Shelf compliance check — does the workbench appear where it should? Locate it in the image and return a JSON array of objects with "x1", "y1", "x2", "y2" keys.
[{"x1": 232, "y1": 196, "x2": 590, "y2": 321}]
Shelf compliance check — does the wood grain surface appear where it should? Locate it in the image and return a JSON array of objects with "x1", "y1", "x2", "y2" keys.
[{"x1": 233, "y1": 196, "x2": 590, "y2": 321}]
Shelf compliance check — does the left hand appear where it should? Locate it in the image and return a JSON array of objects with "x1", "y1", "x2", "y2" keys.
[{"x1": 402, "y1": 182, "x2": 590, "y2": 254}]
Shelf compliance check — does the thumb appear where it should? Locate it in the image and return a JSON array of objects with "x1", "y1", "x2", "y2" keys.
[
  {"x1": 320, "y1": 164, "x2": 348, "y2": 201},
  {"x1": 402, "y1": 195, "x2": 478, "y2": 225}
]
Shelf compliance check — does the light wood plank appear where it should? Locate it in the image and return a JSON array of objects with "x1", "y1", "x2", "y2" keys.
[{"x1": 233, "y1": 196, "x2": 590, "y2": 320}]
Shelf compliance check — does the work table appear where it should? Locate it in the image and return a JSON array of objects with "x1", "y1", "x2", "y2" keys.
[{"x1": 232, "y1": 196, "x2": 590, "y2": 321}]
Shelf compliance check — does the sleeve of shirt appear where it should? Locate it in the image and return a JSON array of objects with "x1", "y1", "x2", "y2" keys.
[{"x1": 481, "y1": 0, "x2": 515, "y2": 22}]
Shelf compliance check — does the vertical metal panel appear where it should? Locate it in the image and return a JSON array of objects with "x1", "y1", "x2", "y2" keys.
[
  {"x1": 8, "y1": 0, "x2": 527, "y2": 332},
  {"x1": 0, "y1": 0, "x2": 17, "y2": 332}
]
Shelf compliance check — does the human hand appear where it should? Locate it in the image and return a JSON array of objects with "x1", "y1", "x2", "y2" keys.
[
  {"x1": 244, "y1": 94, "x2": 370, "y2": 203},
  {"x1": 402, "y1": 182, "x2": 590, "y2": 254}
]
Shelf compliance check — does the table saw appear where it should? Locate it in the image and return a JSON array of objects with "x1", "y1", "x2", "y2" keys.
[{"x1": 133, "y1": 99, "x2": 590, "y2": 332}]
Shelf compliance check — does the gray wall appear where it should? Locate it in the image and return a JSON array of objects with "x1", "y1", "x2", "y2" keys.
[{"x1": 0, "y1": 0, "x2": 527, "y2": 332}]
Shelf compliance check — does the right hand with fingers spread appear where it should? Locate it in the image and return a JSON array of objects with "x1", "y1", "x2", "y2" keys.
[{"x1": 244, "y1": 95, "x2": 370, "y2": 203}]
□ □ □ □
## WHAT YOU SHOULD DO
Retype every one of the lines above character for character, changing nothing.

## PROBLEM SOLUTION
Shelf compliance check — does the workbench appear where it should? Locate it in the image and return a JSON array of objects with "x1", "y1", "x2", "y2" keys.
[{"x1": 232, "y1": 196, "x2": 590, "y2": 321}]
Shelf compliance check — does the wood grain surface appear where it should? Locate it in the image and return a JSON array of objects with "x1", "y1", "x2", "y2" keys.
[{"x1": 233, "y1": 196, "x2": 590, "y2": 321}]
Shelf compliance check — does the left hand appear where it should? Locate it in the image and return a JSON array of objects with "x1", "y1", "x2", "y2" keys.
[{"x1": 402, "y1": 182, "x2": 590, "y2": 254}]
Shelf compliance check — does the thumb appear where it should? Locate it in the image and return a JSON array of objects with "x1", "y1", "x2", "y2" keys.
[
  {"x1": 320, "y1": 164, "x2": 348, "y2": 201},
  {"x1": 402, "y1": 195, "x2": 478, "y2": 225}
]
Shelf compliance check — does the light wood plank appear where it should? Locate it in the image and return a JSON array of objects with "x1", "y1", "x2", "y2" keys.
[{"x1": 233, "y1": 196, "x2": 590, "y2": 320}]
Shelf compliance check — does the work table appear where it should? Locate it in the image and return a JSON array of objects with "x1", "y1", "x2", "y2" keys.
[{"x1": 232, "y1": 196, "x2": 590, "y2": 321}]
Shelf compliance check — does the sleeve of shirt appear where it should? Locate it in the image and return a JSON array of objects with "x1", "y1", "x2", "y2" keys.
[{"x1": 481, "y1": 0, "x2": 515, "y2": 22}]
Shelf compliance check — does the vertical metal panel appear where it should? Locate it in the image and return a JSON array of objects with "x1", "y1", "x2", "y2" keys.
[
  {"x1": 8, "y1": 0, "x2": 527, "y2": 332},
  {"x1": 0, "y1": 0, "x2": 17, "y2": 332}
]
Shelf compliance check — does the human hand appear where it should? Locate it in the image and return a JSON array of objects with "x1", "y1", "x2", "y2" keys.
[
  {"x1": 244, "y1": 94, "x2": 370, "y2": 203},
  {"x1": 402, "y1": 182, "x2": 590, "y2": 254}
]
Shelf compliance check — does the table saw appear where it should? Locate it in the image and return a JSON array of objects with "x1", "y1", "x2", "y2" keys.
[{"x1": 133, "y1": 99, "x2": 590, "y2": 332}]
Shelf compliance check — does the gray wall appear where it should? Locate it in the image and return a JSON array of objects with "x1", "y1", "x2", "y2" keys.
[{"x1": 0, "y1": 0, "x2": 527, "y2": 332}]
Shelf compliance check — does the right hand with fingers spread appear where it should? Locate it in the image and return a JSON array of objects with "x1", "y1", "x2", "y2" keys.
[{"x1": 244, "y1": 95, "x2": 370, "y2": 203}]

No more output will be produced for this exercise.